§ EXERCISE BRIEF
Reproduce the listing below from the line that contains "of the potted" through the end of the listing, substituting "houseplant" for "potted plant" and leaving everything else unchanged.
---------- SUPPLIED MATERIAL ----------
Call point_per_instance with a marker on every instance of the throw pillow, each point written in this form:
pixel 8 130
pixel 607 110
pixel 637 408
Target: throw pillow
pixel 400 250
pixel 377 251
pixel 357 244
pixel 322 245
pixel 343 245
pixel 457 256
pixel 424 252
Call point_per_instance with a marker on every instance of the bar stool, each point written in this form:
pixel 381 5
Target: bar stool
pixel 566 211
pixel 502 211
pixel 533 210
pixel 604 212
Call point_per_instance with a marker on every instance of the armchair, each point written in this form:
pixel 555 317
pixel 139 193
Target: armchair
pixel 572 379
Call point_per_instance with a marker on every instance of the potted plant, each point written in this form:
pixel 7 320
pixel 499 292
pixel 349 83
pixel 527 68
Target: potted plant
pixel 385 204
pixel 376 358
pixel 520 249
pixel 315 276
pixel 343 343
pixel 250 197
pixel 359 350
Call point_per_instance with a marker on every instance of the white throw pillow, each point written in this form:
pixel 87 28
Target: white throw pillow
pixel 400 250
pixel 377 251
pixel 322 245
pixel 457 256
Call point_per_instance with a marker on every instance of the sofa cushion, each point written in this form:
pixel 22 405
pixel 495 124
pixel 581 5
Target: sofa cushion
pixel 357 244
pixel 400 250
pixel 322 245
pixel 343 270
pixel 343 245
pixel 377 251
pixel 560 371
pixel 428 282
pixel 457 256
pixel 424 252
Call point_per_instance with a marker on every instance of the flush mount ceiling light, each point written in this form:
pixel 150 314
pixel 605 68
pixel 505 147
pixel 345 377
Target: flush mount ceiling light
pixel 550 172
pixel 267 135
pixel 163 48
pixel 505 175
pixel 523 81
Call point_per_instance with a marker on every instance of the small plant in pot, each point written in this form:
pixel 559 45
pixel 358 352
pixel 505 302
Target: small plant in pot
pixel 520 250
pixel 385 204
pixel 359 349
----------
§ THE OUTPUT
Call point_per_instance with a marker on every instance of the houseplant, each point written in this form:
pixel 7 320
pixel 499 292
pixel 349 83
pixel 527 68
Target: houseplant
pixel 385 204
pixel 376 358
pixel 520 249
pixel 315 276
pixel 343 343
pixel 250 197
pixel 359 350
Call point_per_instance with a marker on every instance of the white throw pillow, each point written in this form:
pixel 87 28
Target: white throw pillow
pixel 400 250
pixel 377 251
pixel 322 245
pixel 457 256
Call point_per_instance with a marker on every instance of the sofa cushion, each point written in this form:
pixel 22 405
pixel 495 124
pixel 581 5
Target: sofa cushion
pixel 357 244
pixel 400 250
pixel 322 245
pixel 343 270
pixel 343 245
pixel 377 251
pixel 560 371
pixel 428 282
pixel 457 256
pixel 424 252
Call point_per_instance with a marker on every instance of the flush mount ceiling light, each point written in this form:
pixel 150 314
pixel 605 68
pixel 505 147
pixel 345 377
Target: flush mount ceiling light
pixel 550 172
pixel 267 135
pixel 163 48
pixel 505 175
pixel 523 81
Call point_per_instance with a marker on every instance of the small plant in pot, each point written in this form:
pixel 559 45
pixel 358 352
pixel 505 302
Target: small plant in pot
pixel 520 250
pixel 385 204
pixel 359 349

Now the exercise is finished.